• _Exercise prompt_:
Once the line containing "Please spot the dry" is found in the entries below, reproduce it and every line after it, stopping at and including the line containing "Please spot the baboon ear"; reproduce nothing else, and keep each line exact.
====
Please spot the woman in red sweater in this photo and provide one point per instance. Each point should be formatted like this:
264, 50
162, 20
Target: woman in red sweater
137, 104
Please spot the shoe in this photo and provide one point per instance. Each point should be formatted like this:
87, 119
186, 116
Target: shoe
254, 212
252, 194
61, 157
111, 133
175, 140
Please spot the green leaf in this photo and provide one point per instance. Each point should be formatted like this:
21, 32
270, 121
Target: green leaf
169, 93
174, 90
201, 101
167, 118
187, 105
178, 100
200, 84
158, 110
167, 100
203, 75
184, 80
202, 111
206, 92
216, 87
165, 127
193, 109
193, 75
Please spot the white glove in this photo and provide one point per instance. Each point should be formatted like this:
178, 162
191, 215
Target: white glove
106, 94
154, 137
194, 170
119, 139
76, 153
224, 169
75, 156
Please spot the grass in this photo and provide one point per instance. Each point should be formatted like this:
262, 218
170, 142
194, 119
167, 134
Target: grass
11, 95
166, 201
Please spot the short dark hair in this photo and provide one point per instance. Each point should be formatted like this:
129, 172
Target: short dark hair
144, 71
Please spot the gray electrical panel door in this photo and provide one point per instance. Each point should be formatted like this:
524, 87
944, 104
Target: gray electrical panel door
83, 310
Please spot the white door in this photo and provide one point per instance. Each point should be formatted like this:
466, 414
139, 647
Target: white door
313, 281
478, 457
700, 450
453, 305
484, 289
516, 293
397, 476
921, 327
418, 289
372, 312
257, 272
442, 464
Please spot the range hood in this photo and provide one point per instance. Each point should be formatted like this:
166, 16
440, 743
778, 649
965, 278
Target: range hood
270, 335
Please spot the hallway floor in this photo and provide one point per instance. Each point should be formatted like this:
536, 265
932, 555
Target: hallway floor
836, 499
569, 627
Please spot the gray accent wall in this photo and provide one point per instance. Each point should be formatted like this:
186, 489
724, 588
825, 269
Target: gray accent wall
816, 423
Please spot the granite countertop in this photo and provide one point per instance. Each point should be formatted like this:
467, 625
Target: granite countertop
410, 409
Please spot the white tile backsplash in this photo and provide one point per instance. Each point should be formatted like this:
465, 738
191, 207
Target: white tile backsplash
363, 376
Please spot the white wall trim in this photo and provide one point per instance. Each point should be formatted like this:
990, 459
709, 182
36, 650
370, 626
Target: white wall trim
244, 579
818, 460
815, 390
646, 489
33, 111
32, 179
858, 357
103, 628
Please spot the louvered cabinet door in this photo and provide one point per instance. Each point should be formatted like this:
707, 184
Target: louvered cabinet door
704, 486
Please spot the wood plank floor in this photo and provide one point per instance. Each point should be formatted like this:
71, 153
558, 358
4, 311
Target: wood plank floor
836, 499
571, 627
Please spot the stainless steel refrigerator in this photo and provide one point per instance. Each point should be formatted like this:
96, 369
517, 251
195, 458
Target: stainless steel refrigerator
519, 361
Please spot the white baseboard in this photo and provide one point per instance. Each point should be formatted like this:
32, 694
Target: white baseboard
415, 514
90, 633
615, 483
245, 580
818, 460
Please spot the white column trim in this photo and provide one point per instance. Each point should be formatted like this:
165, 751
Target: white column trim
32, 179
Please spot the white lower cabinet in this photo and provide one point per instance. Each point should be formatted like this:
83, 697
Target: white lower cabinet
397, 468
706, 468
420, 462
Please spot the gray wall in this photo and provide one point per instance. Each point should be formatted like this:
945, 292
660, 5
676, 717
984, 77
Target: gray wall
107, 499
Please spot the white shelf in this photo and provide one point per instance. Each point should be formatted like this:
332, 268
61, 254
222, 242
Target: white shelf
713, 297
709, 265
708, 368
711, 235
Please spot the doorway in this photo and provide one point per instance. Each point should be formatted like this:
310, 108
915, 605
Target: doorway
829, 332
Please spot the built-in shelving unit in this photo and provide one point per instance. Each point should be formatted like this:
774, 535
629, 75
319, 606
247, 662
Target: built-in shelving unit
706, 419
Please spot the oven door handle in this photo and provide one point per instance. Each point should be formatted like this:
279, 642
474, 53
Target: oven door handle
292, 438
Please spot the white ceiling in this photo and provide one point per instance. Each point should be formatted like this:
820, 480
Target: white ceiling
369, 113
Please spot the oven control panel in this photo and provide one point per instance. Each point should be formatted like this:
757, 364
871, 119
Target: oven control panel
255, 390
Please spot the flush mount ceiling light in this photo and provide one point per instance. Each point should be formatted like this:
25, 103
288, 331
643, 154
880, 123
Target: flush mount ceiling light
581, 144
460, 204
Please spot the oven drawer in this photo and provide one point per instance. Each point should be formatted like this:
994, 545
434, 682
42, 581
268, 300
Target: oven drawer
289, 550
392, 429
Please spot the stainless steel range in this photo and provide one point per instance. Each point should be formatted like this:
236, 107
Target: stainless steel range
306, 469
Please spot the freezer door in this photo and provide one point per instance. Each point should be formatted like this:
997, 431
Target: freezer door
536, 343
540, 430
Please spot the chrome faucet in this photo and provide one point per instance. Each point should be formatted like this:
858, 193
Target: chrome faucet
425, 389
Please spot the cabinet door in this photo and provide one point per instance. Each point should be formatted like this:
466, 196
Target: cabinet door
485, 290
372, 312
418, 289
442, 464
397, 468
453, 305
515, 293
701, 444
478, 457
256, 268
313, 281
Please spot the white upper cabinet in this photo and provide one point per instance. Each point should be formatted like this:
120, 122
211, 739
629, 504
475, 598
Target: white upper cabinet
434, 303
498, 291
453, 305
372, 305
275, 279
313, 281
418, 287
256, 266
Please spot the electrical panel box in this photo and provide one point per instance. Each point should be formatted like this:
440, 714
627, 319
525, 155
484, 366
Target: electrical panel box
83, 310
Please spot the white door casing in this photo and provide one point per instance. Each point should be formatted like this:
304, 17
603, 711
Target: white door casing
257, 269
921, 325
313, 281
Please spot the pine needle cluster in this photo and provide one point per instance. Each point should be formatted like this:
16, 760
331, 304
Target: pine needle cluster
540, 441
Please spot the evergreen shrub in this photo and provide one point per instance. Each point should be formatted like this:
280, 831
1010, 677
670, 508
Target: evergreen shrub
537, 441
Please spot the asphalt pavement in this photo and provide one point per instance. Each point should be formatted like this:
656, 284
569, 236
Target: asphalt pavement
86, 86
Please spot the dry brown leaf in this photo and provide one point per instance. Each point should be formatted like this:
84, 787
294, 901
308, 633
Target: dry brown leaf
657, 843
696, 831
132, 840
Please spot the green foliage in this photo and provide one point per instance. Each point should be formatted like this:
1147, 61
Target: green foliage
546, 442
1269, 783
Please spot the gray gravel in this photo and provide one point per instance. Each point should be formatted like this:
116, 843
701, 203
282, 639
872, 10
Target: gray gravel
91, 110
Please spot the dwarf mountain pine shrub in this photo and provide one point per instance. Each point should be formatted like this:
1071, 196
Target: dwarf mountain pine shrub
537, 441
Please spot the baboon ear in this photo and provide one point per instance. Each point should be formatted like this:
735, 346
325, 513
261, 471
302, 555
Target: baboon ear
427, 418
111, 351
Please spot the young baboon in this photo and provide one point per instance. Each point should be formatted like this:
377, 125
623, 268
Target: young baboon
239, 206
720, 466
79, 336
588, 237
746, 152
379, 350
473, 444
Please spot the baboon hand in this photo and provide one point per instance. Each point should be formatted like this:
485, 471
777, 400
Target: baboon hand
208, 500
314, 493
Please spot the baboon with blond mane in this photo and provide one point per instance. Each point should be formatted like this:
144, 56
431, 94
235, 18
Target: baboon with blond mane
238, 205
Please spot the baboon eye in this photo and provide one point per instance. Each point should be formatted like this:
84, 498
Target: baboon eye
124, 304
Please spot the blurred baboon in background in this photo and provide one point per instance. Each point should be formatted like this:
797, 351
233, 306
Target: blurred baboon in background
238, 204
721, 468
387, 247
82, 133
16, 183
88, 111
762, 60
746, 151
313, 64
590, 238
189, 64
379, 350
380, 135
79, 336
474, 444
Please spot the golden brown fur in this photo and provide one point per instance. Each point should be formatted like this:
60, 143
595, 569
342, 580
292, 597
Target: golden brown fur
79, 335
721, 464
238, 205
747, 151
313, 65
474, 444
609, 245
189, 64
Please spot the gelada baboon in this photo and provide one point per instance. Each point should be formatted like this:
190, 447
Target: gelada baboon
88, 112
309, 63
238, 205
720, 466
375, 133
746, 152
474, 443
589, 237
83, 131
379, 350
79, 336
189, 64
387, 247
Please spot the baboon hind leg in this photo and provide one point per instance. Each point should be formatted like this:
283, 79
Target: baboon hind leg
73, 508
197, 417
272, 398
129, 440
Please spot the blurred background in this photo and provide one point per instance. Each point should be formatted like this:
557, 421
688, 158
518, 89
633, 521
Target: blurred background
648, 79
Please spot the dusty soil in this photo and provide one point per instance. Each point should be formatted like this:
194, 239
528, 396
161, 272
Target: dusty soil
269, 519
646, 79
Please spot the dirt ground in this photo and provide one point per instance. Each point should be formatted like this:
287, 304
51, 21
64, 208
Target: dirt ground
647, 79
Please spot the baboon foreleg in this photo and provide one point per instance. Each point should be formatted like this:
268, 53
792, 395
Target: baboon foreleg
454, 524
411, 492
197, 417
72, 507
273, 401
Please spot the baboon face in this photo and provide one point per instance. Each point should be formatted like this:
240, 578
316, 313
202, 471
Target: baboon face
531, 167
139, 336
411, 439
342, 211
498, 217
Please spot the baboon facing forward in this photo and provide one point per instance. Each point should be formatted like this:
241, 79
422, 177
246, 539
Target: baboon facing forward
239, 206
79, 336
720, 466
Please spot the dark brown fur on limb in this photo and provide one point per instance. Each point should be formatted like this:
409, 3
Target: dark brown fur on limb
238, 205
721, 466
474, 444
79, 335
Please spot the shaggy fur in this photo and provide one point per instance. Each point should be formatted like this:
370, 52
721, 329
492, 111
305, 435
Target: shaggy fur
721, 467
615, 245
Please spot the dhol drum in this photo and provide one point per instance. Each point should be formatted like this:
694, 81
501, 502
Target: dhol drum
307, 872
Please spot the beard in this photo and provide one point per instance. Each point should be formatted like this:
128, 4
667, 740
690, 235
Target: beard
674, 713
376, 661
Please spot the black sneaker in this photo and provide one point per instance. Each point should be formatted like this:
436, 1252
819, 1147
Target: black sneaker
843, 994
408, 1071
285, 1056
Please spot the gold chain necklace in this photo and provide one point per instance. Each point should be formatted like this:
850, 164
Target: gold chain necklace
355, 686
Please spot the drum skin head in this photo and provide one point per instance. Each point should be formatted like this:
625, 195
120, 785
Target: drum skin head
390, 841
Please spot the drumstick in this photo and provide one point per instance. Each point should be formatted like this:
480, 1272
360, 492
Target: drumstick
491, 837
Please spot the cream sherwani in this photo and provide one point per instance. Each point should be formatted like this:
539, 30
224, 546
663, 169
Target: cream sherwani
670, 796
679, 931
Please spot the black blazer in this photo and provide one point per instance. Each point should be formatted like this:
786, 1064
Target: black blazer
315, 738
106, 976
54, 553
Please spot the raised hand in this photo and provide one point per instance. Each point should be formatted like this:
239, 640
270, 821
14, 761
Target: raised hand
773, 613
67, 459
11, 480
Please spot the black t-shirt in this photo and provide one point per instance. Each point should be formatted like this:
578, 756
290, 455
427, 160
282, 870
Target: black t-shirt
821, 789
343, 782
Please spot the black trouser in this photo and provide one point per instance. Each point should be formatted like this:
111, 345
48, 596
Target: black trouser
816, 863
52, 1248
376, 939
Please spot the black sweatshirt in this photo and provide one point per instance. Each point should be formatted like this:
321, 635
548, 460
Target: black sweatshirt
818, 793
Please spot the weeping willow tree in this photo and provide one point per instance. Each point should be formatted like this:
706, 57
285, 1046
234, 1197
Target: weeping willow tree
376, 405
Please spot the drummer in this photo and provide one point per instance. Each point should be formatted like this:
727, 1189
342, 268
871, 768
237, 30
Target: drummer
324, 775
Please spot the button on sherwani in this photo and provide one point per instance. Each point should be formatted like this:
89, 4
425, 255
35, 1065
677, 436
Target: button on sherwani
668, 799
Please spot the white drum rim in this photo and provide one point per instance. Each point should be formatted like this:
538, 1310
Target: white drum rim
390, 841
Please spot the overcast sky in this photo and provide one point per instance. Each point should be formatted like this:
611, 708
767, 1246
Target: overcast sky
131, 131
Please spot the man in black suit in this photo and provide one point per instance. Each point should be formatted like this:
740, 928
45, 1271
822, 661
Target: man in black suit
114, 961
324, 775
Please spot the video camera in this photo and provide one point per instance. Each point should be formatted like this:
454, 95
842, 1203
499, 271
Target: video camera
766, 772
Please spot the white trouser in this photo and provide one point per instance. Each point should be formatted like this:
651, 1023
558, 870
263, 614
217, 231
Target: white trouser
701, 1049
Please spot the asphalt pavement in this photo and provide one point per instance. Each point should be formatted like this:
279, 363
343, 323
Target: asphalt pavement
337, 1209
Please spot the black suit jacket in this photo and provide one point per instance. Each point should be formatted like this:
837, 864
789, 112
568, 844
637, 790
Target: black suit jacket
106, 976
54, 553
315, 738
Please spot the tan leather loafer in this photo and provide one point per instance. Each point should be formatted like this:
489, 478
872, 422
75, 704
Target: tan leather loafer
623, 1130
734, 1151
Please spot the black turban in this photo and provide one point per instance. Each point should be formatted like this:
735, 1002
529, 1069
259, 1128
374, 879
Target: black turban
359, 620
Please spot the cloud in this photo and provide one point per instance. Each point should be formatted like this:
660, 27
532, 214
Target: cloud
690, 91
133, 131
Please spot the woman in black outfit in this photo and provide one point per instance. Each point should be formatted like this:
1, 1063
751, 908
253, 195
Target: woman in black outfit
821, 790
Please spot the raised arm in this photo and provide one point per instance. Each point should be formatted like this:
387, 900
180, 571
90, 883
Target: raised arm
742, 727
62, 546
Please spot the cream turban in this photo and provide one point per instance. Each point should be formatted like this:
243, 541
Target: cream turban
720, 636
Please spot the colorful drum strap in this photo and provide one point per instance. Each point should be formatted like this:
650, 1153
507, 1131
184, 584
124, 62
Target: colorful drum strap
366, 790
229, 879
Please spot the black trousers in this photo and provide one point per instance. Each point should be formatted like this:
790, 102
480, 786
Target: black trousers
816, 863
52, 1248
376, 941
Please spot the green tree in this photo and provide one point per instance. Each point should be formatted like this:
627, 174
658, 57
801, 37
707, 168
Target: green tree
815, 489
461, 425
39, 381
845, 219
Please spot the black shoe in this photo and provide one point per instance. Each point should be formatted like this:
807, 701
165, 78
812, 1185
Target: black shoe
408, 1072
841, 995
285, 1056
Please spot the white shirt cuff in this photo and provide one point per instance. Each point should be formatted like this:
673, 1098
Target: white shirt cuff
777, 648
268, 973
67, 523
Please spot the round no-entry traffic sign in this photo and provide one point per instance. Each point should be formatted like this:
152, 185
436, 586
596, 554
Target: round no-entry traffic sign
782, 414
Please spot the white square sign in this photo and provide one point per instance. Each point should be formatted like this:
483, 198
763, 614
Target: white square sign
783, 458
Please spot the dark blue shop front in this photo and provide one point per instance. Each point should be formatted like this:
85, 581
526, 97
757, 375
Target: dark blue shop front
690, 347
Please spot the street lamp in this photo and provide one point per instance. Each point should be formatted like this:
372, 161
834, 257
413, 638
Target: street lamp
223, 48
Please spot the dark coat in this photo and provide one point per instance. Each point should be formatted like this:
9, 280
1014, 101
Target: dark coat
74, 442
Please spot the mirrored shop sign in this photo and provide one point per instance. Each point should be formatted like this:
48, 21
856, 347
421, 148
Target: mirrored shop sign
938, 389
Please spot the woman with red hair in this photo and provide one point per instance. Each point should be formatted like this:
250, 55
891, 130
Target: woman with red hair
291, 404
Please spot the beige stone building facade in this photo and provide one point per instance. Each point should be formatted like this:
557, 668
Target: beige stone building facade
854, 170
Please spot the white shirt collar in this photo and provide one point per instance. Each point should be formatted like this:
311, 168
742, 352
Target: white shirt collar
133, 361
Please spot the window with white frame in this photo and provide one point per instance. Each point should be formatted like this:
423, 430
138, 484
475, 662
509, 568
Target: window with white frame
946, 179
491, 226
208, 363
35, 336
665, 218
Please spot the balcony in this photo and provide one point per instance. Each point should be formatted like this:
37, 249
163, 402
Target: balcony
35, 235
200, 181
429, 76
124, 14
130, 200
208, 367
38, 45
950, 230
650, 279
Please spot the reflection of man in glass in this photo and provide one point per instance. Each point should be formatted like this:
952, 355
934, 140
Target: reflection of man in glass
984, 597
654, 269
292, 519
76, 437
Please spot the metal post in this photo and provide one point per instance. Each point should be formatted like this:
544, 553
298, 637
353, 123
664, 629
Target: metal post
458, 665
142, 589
====
• _Solution to the exercise_:
Please spot the dry brown leaf in this photo and provide one point per instance. Each point should be formatted like this:
84, 787
294, 901
308, 633
Target: dry brown leaf
657, 843
696, 831
132, 840
Please spot the green foliage in this photo and provide one point per instance. Each point should be formatted like this:
1147, 61
Target: green foliage
546, 442
1269, 783
Please spot the gray gravel in this photo and provide one point per instance. Each point should be formatted like this:
116, 843
701, 203
282, 639
872, 10
Target: gray gravel
91, 110
Please spot the dwarf mountain pine shrub in this photo and provide one point per instance. Each point should be formatted like this:
1071, 196
Target: dwarf mountain pine shrub
537, 441
Please spot the baboon ear in this photo and provide one point per instance. Each point should be formatted like this:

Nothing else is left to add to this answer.